● **Data shown**:
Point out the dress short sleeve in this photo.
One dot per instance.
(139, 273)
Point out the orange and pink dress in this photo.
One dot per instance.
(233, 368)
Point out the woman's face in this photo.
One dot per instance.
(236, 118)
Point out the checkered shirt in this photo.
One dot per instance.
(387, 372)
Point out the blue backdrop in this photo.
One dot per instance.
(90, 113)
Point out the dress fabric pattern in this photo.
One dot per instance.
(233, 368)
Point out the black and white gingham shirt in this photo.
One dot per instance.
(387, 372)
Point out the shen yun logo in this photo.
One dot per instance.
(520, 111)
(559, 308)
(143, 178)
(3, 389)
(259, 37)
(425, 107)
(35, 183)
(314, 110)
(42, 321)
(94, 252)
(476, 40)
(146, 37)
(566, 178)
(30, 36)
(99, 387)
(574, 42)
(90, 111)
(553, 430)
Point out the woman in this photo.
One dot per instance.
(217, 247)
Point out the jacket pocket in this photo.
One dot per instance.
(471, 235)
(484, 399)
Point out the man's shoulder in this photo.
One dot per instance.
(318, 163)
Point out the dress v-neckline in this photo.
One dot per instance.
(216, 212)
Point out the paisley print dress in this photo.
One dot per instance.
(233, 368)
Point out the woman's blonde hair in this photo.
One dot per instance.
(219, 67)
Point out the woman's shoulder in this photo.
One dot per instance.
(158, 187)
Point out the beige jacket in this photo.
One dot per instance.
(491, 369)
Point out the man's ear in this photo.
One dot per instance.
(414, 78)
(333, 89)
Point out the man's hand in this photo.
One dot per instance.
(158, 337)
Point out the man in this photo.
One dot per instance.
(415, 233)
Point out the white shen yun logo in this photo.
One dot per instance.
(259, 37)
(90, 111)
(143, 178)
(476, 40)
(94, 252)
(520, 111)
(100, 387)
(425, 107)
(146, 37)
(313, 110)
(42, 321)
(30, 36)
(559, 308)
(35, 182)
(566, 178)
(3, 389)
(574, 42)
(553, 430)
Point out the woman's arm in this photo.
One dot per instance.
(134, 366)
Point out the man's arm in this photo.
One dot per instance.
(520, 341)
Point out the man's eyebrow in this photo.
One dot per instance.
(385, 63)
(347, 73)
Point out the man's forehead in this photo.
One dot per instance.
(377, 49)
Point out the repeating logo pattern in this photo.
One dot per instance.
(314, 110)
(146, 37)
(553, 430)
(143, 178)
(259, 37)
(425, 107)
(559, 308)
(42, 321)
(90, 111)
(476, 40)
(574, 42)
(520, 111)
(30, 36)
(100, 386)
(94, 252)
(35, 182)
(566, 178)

● **Short problem**:
Please copy the listing above word for word, beginning at the line that contains "Point out the man's ear in this photo." and continuing through to the end of the listing.

● **Completed task**:
Point out the man's ear in this photo.
One dot per instance.
(414, 78)
(333, 89)
Point out the man's hand in this photo.
One dot per instance.
(158, 337)
Point out the man in this photo.
One dot per instance.
(415, 233)
Point out the white shen yun logo in this photo.
One dot per instance.
(259, 37)
(90, 111)
(143, 178)
(476, 40)
(94, 252)
(520, 111)
(100, 387)
(425, 107)
(146, 37)
(313, 110)
(42, 321)
(30, 36)
(559, 308)
(35, 182)
(566, 178)
(3, 389)
(574, 42)
(553, 430)
Point out the woman's arm in this photo.
One dot per instance.
(134, 366)
Point out the man's arm in this photo.
One dot per instance.
(520, 341)
Point out the man's eyebrow in this photo.
One dot per instance.
(385, 63)
(347, 73)
Point out the man's forehead in this photo.
One dot per instance.
(377, 49)
Point out the repeating logo pattern in this photo.
One dot per instance.
(314, 110)
(146, 37)
(553, 430)
(143, 178)
(259, 37)
(425, 107)
(559, 308)
(42, 321)
(90, 111)
(476, 40)
(574, 42)
(520, 111)
(30, 36)
(100, 386)
(94, 252)
(35, 182)
(566, 178)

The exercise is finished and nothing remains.